Text excerpt:
The most impactful change coming with the new EB-5 regulations is the discontinuance of state-level authority in the TEA designation process. USCIS, which operates under DHS, will review and determine the designation of high-unemployment TEAs, centralizing these designations at the federal level.
DHS supports these steps with the position that the new regulations will ensure consistency in TEA adjudications by directing investment to areas most in need and increase the consistency of how high-unemployment areas are defined in the program. Of note, the new regulations do not include any preference for rural and urban distressed areas, despite the proposals for visa set-asides for such projects. Additionally, the new regulations do not integrate TEA determination with the new qualified opportunity zone designations under the 2017 Tax Cuts and Job Creation Act. These provisions might be addressed legislatively by Congress as part of a reauthorization bill later this year. The key take-away for the changes coming to TEA designation is that the vast majority of EB-5 projects available today will no longer continue to qualify as TEA projects once the new regulations are in effect.
Priority Date Retention
The new regulations will enable EB-5 investors to use the priority date of a previously approved I-526 petition when filing a new I-526 petition. In the event an investor needs to file a new I-526 petition, they can now retain the priority date of the previously approved petition, with some exceptions.

Stored items:
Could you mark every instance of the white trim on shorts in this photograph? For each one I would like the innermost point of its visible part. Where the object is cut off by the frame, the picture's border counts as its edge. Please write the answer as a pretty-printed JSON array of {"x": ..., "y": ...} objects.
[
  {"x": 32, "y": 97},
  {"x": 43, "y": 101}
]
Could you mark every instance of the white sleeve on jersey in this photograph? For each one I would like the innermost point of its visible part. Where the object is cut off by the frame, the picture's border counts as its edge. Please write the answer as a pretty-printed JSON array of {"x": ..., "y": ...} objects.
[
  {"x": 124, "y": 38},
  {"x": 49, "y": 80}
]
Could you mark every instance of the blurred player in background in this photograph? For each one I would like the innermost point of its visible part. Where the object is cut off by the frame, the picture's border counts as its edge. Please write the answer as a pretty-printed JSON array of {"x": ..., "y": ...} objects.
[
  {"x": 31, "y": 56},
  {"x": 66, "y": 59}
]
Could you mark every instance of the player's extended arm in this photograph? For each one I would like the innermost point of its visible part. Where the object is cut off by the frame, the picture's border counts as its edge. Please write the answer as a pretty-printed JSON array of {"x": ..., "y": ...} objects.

Directions:
1. Reproduce the stretch of the EB-5 regulations text from "The most impactful" through "the federal level.".
2. Convert the stretch of the rows from the line containing "Could you mark every instance of the blurred" through the end of the rows into a JSON list of strings with one string per line and blank lines omitted.

Results for the exercise:
1.
The most impactful change coming with the new EB-5 regulations is the discontinuance of state-level authority in the TEA designation process. USCIS, which operates under DHS, will review and determine the designation of high-unemployment TEAs, centralizing these designations at the federal level.

2.
[
  "Could you mark every instance of the blurred player in background in this photograph? For each one I would like the innermost point of its visible part. Where the object is cut off by the frame, the picture's border counts as its edge. Please write the answer as a pretty-printed JSON array of {\"x\": ..., \"y\": ...} objects.",
  "[",
  "  {\"x\": 31, \"y\": 56},",
  "  {\"x\": 66, \"y\": 59}",
  "]",
  "Could you mark every instance of the player's extended arm in this photograph? For each one I would like the innermost point of its visible part. Where the object is cut off by the frame, the picture's border counts as its edge. Please write the answer as a pretty-printed JSON array of {\"x\": ..., \"y\": ...} objects."
]